[What you need to do]: Quote the listing below in its entirety, omitting every image.

[Task inputs]:
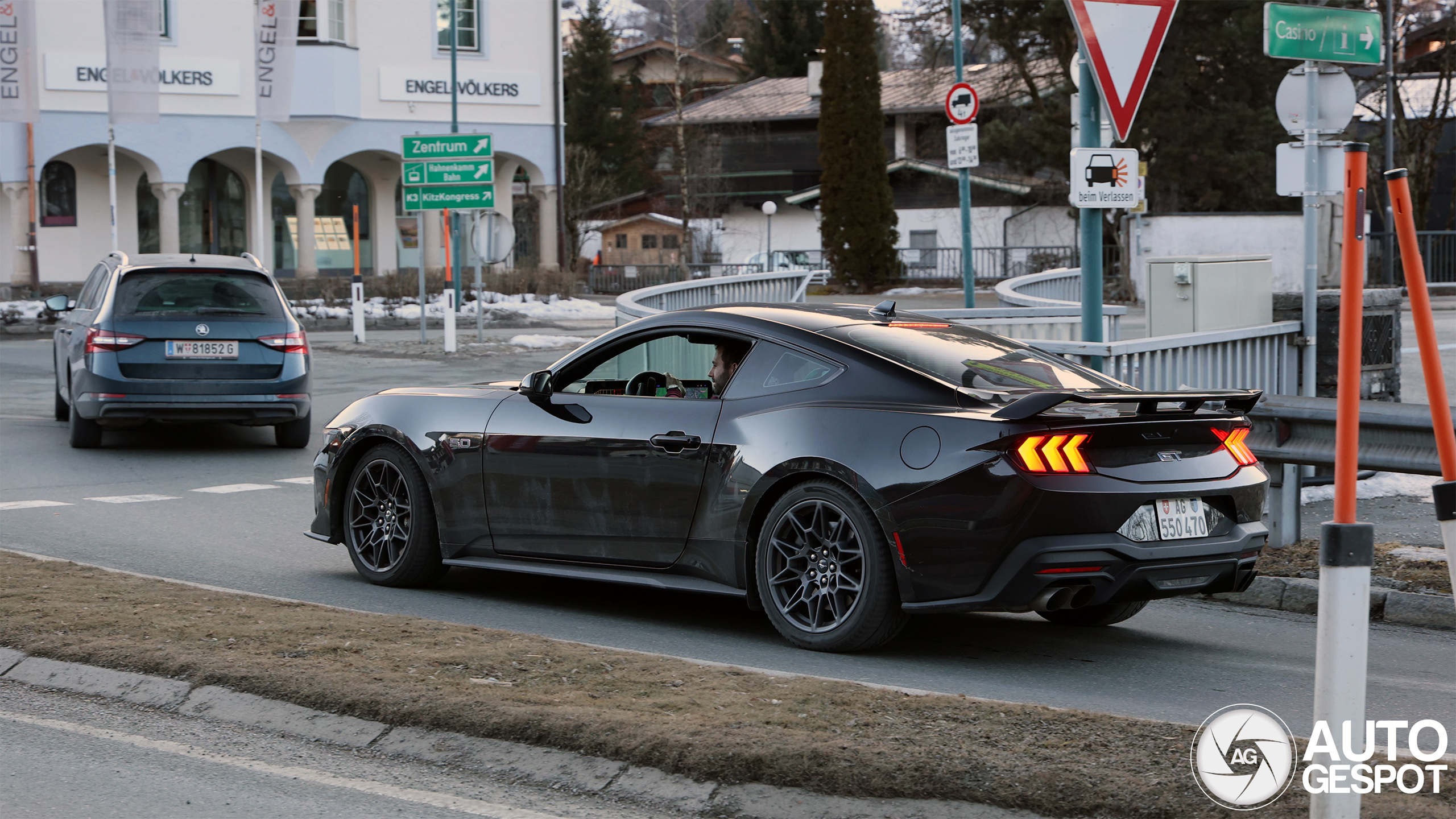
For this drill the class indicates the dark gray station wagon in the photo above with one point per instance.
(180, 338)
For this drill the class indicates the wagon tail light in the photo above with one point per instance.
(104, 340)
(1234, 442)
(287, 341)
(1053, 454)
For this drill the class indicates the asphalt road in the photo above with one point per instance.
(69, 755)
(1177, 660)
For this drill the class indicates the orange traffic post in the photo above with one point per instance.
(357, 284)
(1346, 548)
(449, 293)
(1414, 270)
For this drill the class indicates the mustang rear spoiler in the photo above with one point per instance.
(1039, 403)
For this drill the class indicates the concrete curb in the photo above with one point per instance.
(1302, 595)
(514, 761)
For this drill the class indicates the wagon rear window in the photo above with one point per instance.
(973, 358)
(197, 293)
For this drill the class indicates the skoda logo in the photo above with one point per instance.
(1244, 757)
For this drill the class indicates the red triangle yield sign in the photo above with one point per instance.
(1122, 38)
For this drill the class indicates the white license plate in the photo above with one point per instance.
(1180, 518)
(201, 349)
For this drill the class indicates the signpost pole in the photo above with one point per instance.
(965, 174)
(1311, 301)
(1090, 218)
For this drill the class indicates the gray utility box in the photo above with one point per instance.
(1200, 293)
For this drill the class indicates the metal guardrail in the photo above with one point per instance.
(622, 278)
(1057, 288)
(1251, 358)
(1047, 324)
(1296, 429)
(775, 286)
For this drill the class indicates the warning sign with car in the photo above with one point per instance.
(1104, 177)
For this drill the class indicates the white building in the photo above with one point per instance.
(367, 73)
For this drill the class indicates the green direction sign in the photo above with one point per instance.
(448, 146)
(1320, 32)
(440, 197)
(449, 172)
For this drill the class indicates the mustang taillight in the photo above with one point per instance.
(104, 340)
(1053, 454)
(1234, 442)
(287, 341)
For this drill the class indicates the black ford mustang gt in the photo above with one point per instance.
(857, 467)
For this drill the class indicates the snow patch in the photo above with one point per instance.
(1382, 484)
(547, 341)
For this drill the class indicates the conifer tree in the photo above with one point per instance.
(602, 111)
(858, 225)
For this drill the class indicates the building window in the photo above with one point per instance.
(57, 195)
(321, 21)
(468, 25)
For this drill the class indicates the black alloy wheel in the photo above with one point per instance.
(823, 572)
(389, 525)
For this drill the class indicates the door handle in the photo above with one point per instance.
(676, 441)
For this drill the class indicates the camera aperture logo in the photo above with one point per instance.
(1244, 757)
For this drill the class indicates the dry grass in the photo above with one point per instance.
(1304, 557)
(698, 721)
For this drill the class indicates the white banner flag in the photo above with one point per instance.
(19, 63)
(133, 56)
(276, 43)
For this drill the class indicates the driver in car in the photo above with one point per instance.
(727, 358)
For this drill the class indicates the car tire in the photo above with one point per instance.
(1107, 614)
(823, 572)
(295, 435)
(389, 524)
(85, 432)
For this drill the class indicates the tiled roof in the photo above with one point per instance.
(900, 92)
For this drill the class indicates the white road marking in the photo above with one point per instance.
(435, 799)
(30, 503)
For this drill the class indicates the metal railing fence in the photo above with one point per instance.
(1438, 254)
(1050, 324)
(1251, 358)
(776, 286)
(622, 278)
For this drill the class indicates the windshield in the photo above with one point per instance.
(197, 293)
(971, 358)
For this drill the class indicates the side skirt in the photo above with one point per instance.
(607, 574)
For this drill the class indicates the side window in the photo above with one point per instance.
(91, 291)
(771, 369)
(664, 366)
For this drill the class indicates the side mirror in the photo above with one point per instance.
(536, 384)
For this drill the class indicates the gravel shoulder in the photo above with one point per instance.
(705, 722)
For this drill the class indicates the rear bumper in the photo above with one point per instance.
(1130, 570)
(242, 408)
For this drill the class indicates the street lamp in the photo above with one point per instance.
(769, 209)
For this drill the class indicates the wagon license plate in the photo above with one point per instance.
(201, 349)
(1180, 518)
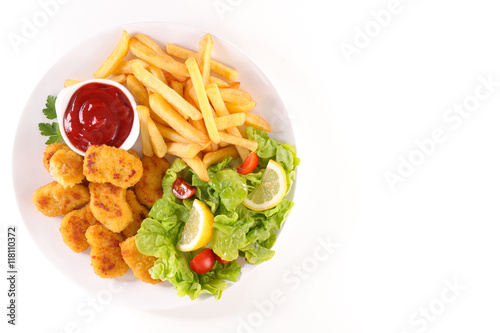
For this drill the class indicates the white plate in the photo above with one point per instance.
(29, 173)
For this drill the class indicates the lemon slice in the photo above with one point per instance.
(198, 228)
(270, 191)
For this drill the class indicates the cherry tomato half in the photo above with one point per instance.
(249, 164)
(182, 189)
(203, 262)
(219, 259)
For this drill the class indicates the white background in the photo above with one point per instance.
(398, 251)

[Result]:
For this drill the class indicates the dark gray station wagon in the photo above with one point per instance.
(180, 338)
For this drill the class indicates the wagon tail light in the photo above with one point per instance.
(104, 340)
(1234, 442)
(287, 341)
(1053, 454)
For this drill the class indicates the asphalt road in the photo above with one point per instance.
(69, 755)
(1177, 660)
For this drill the class indicates the orange traffic post in the photo above with one point per instance.
(357, 284)
(1346, 548)
(449, 293)
(1414, 270)
For this drill the class indicates the mustang rear spoiler in the photo above with one point per instance.
(1039, 403)
For this drill the class indicates the concrete curb in the photo above with one point per instance.
(1302, 595)
(514, 761)
For this drill the class indicates the wagon rear window in the photo above with one point per instance.
(973, 358)
(197, 293)
For this drill the class indicates the skoda logo in the photo above with one point per instance.
(1244, 757)
For this drill the class indicates the red triangle yield sign in the photo above with one point per instance.
(1122, 38)
For this drill the class indicates the white license plate in the photo above with one point per instance.
(1180, 518)
(201, 349)
For this drill the class indicates the signpost pole in the photo above with one point per instance.
(965, 174)
(1311, 301)
(1090, 218)
For this drill the class indicates the gray utility box in the photo above with one point per instance.
(1200, 293)
For this drill the class indicates the metal guardrail in the photo above with one point per instance.
(622, 278)
(1057, 288)
(1251, 358)
(1047, 324)
(1296, 429)
(775, 286)
For this drill the class indicates the warning sign with car in the photo above with one point per instance.
(1104, 177)
For this drill the class indicates the white building in the photo above with one point per instance.
(367, 73)
For this drill the class indicates the green direction sign in the photo above with one point per instance.
(448, 146)
(1320, 32)
(440, 197)
(449, 172)
For this drill the class indicates the mustang taillight in the photo above with one point per instance.
(104, 340)
(1053, 454)
(1234, 442)
(287, 341)
For this drill the class indicates the black ford mustang gt in the photo above with one point per instance.
(857, 467)
For this drill the class indicates the snow patch in the photo above with one point per instance.
(1382, 484)
(547, 341)
For this drill the class indicates the conifer tree in the photo above with one point per instance.
(602, 111)
(858, 225)
For this drill the class indicates the building window in the photo above with one point per instance.
(57, 195)
(321, 21)
(468, 25)
For this drill the class indicates the black alloy wheel in the photo above with one point per instance.
(823, 572)
(389, 525)
For this drill the class indicates the door handle in the photo above with one point per instance.
(676, 441)
For this drill the class indicates the camera aperture logo in the photo above with one point per instance.
(1244, 757)
For this drill the class indicates the dry grass in the photo above with one point per instance.
(1304, 557)
(698, 721)
For this drill the class indicates the white banner flag in the photo above with one point per instance.
(19, 63)
(133, 56)
(276, 43)
For this drill the class indicates the driver in car in the photo above with one point per instance.
(727, 358)
For this drill the class indicates the car tire in the photo above with one point per instance.
(1107, 614)
(823, 572)
(295, 435)
(389, 524)
(85, 432)
For this drill the class indicates the tiled roof in the photo above with one point per instance.
(900, 92)
For this drill the class indicates the white road marking in the photo above with one point per instance.
(435, 799)
(30, 503)
For this drill the class indicates the metal railing fence in the photo above with one point per instance.
(1438, 254)
(1050, 324)
(1251, 358)
(776, 286)
(622, 278)
For this drill the class indicates the windshield in the photo above with one point per instance.
(197, 293)
(971, 358)
For this drill the class indicates the side skirt in the photo above with one point per instance.
(607, 574)
For this drill the class indicates the side window in the photo above with one point per instance.
(91, 291)
(771, 369)
(664, 366)
For this drill the class indicates the side mirror in the photo above with one point per instance.
(536, 384)
For this drill the class indicates the gravel shoulder in the photo above with one point per instance.
(705, 722)
For this drill the class indicates the rear bumper in the photo above with one point per instance.
(1130, 570)
(242, 408)
For this drill the class indicates the street lamp in the photo above with one point per instance.
(769, 209)
For this drill the class indicates the wagon license plate in the photo above with one point per instance.
(201, 349)
(1180, 518)
For this drill the class indicates the white plate in the photo above with one point per instance.
(29, 173)
For this drill the class indicates the lemon slice in the photo above with one point per instance.
(198, 228)
(270, 191)
For this drill the class indicates the cherry tomato half in the photo above with one point per instance.
(249, 164)
(182, 189)
(203, 262)
(219, 259)
For this drill the class indicates the white background in the photo above with one point per instance.
(398, 251)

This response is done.